Es ist eine Ironie der Geschichte: Vor etwa hundert Jahren verdrängte das Auto Lastenräder weitgehend als Transportmittel. Heute wendet sich das Blatt: Cargo-Pedelecs ersetzen auf innerstädtischen Kurzstrecken immer häufiger das Auto. Die Cargos erledigen ihre Aufgaben umweltfreundlicher, platzsparender und vergleichsweise günstiger.
Für ihre Fahrer sind sie ein Bekenntnis zu einer nachhaltigeren Lebensführung, und gleichzeitig entlasten sie die Innenstädte vom Autoverkehr. Manche Kommune bezuschusst Gewerbetreibende und Privatleute beim Kauf. Weil die Minitransporter bei Familien und Handwerkern immer beliebter werden, haben wir uns fünf Cargo-Pedelecs genauer angesehen.
Drei davon gehören zu einer Fahrradgattung, die bislang eher selten zu sehen ist: Es sind dreispurige Transporter mit Neigetechnik. Beim Richtungswechsel legen sich ihre Räder in die Kurve wie bei einem üblichen, einspurigen Fahrrad.
So sollen sie dynamischer fahren als die typischen Kindergarten-Taxis mit starrer Achse. Chike E-Cargo und Johansson Oscar S sind Dreispurer mit zwei Vorderrädern, das Gleam Escape kombiniert zwei Hinterräder mit einem Vorderrad.
Zwei unserer Testkandidaten sind einspurige Transporter mit einer Ladefläche vor dem Fahrer. Das Packster 70 von Riese & Müller ist ein klassisches Long-John-Lastenrad mit langem Radstand. Die Ladefläche liegt tief und schwerpunktgünstig zwischen Fahrer und Vorderrad. Ähnlich aufgebaut ist das e.Yoonit smart, doch seine Ladefläche ragt zum Teil übers Vorderrad hinaus. Der Schwerpunkt liegt deshalb etwas höher.
Wie sehr unterschieden sich Einspurer und Dreispurer im Fahrverhalten? Um das herauszufinden, haben wir die Cargos für die Fahrtests praxisnah mit 40 Kilo beladen. Überraschung: Unsere Erwartung, dass sich die einspurigen Transporter spritziger fahren lassen als die Dreispurer, hat sich nicht bestätigt. Aufgrund ihrer aufwendigen Achskonstruktionen legen sich die dreispurigen Transporter samt Fahrer und Ladung souverän in die Kurve.
——————
Ihre Aufgaben:
1 > Fassen Sie den Absatz des Textauszugs, der mit „Zwei unserer Testkandidaten sind einspurige Transporter“ beginnt, als kurze Liste zusammen. Die wesentlichen Angaben müssen erhalten bleiben.
2 > Nennen Sie alle Cargo-Pedelec-Modelle, die im Textauszug als Testkandidaten aufgeführt werden.
——————
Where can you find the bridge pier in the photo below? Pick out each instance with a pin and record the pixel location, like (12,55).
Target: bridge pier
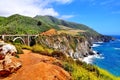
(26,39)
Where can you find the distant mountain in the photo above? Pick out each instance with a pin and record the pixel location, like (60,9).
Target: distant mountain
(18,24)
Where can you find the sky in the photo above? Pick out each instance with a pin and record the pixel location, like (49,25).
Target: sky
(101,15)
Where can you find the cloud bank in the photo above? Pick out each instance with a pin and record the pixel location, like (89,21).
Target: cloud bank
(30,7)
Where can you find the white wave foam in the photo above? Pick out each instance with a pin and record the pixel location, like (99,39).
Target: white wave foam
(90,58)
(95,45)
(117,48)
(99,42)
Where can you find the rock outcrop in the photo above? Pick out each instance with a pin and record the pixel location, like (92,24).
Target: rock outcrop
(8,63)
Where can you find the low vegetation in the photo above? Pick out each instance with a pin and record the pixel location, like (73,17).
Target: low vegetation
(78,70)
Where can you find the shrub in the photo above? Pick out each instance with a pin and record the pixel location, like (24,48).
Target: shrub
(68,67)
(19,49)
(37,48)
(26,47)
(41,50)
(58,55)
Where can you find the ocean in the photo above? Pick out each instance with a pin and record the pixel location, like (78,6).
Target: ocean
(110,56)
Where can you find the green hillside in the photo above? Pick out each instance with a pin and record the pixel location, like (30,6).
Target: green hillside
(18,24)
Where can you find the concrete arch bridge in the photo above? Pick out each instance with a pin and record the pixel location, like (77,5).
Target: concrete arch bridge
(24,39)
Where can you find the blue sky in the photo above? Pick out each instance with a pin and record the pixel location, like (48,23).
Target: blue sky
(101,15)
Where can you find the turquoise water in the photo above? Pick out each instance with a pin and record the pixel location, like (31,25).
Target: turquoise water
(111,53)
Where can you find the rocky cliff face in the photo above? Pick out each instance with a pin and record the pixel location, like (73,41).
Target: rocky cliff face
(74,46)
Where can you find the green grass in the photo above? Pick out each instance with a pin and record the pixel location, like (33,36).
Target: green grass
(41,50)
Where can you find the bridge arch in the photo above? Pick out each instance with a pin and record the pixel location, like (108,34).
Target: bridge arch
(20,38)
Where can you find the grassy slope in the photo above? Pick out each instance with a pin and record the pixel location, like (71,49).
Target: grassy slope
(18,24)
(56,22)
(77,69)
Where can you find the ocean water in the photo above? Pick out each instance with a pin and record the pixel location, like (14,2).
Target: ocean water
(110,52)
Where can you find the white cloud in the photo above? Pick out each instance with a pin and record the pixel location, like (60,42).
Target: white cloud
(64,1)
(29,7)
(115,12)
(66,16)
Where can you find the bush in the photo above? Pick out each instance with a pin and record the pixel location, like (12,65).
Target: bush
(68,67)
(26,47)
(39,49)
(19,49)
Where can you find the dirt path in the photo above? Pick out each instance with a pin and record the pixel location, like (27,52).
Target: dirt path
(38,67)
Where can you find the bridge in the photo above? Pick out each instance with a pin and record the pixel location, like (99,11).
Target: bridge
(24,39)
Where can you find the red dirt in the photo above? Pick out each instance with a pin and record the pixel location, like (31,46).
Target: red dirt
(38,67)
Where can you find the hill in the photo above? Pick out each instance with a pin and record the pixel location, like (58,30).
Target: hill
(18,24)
——————
Lösungen zur Übung:
1 >
- Zwei Testkandidaten sind einspurige Transporter mit Ladefläche vor dem Fahrer.
- Packster 70 (Riese & Müller): klassisches Long-John-Lastenrad mit langem Radstand. Die Ladefläche liegt tief und schwerpunktgünstig zwischen Fahrer und Vorderrad.
- e.Yoonit smart: ähnlich aufgebaut, die Ladefläche ragt jedoch teilweise über das Vorderrad hinaus. Dadurch liegt der Schwerpunkt etwas höher.

2 >
- Chike E-Cargo
- Johansson Oscar S
- Gleam Escape
- Packster 70 von Riese & Müller
- e.Yoonit smart